[WHAT YOU WILL DO] Please locate each line in the rows below that contains the string "smoke" and copy those lines out. Case counts.

─── DATA SECTION

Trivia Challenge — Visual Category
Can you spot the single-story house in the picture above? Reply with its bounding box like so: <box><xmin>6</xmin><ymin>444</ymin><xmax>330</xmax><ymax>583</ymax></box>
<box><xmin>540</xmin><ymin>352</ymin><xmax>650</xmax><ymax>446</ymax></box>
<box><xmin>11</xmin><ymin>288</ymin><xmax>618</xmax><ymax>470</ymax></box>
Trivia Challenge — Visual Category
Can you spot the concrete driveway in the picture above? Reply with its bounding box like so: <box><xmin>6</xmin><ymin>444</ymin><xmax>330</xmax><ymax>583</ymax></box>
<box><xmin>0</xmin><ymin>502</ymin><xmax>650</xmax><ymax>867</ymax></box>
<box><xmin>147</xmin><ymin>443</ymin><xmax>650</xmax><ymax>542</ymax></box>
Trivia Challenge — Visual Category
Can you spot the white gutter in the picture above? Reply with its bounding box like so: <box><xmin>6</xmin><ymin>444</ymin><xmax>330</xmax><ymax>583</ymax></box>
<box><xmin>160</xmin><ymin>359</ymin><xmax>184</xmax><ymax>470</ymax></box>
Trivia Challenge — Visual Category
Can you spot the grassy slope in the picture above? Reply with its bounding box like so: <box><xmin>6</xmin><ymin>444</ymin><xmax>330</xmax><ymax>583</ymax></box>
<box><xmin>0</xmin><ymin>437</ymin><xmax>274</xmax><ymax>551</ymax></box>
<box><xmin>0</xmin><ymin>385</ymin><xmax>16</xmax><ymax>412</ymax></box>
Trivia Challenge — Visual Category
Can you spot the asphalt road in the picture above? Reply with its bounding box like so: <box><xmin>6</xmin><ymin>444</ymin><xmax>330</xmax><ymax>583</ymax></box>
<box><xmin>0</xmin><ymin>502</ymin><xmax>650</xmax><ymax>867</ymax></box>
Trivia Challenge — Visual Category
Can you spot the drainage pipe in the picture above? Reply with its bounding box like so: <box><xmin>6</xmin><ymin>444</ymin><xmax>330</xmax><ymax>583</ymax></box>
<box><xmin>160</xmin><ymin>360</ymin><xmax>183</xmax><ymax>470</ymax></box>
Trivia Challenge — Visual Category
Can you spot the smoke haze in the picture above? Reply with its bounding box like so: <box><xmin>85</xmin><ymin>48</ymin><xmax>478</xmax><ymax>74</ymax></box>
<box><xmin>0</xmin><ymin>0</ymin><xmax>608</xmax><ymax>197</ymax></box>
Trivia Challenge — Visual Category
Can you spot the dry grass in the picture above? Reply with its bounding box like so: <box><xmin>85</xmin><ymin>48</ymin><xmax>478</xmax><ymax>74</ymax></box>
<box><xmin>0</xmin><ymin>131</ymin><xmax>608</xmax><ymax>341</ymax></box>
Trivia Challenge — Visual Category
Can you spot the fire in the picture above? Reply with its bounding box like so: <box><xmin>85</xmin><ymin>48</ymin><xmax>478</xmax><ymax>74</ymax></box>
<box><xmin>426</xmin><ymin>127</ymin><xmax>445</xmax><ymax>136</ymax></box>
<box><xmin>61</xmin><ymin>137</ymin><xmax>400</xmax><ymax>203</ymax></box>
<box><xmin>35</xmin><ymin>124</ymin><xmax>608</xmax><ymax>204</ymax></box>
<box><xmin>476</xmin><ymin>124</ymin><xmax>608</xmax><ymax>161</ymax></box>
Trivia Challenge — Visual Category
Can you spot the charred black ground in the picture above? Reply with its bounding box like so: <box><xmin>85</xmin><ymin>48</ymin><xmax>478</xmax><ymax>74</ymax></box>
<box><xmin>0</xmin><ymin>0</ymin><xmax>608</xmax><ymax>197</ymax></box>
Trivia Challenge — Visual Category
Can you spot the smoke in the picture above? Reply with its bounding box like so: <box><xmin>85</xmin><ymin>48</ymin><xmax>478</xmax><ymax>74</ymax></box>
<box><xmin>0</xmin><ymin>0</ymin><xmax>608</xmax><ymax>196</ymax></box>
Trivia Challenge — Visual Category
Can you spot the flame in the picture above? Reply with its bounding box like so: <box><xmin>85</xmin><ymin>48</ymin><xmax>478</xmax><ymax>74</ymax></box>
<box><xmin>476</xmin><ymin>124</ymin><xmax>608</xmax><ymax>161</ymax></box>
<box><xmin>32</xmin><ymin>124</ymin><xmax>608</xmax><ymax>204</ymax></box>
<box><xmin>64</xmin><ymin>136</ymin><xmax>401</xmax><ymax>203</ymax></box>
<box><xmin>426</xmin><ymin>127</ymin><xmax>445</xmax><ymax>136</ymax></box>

──────

[RESULT OF THIS EXERCISE]
Can you spot the smoke haze in the picture above? Reply with its bounding box like so: <box><xmin>85</xmin><ymin>48</ymin><xmax>478</xmax><ymax>74</ymax></box>
Can you spot the smoke in the picture above? Reply with its bounding box like so: <box><xmin>85</xmin><ymin>48</ymin><xmax>478</xmax><ymax>74</ymax></box>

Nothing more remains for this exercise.